SELECTED PASSAGE
..............................

Nagpur: The Nagpur bench of the Bombay high court on Tuesday rejected the bail application of former Delhi University professor G.N. Saibaba, who is serving a life sentence in a prison over charges of allegedly having Maoist links.
Saibaba, who is wheelchair-bound with over 90% physical disability, had filed the bail application on medical grounds, saying his weak health, along with comorbidities, makes him vulnerable to contract COVID-19 in jail.
The former university professor, convicted in March 2017, is currently lodged at the Nagpur Central Jail.
A division bench of Justices A.S. Chandurkar and Amit Borkar on Tuesday said it was not inclined to grant bail, and rejected the plea.
Saibaba, in his plea filed through advocate Nihalsingh Rathod, sought bail for 45 days on medical grounds so that he could get treatment outside and also meet his mother, who is suffering from cancer, in Hyderabad.

..............................

TASK GOAL
Do these statements agree with the bail report? Answer yes or no for each, quoting the words that decide it.
1. Saibaba asked for bail for 45 days.
2. Saibaba was convicted in March 2019.
3. Saibaba's physical disability is under 50%.

LISTED ENTRIES
..............................

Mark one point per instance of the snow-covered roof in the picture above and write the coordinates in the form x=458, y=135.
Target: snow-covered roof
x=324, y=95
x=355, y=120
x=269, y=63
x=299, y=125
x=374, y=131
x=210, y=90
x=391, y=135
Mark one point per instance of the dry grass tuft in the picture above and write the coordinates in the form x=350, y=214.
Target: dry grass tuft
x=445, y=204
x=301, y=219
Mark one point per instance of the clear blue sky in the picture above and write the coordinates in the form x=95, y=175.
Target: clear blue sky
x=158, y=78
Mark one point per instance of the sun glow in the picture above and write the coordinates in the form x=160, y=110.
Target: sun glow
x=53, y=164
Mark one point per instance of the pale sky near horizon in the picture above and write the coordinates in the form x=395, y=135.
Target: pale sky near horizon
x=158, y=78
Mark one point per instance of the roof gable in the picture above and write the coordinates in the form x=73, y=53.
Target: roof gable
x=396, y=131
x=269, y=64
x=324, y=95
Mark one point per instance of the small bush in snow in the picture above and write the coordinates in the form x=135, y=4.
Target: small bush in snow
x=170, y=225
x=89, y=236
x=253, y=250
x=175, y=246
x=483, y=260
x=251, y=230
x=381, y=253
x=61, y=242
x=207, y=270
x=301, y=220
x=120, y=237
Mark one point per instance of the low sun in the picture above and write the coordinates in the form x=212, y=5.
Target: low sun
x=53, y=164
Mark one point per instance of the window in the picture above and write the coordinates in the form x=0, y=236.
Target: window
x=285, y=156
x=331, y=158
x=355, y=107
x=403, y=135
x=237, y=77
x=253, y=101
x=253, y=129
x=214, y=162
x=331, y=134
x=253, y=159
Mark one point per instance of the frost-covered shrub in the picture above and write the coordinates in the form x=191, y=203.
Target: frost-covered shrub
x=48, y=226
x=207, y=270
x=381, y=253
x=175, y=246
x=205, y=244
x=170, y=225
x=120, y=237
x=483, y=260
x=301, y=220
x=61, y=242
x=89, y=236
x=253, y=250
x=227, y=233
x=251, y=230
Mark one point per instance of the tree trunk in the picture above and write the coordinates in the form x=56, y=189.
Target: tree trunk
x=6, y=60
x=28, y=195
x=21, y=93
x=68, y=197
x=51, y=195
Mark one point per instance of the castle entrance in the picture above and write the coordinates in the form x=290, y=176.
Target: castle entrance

..............................

THE ANSWER
1. Yes: "sought bail for 45 days on medical grounds"
2. No: "convicted in March 2017"
3. No: "over 90% physical disability"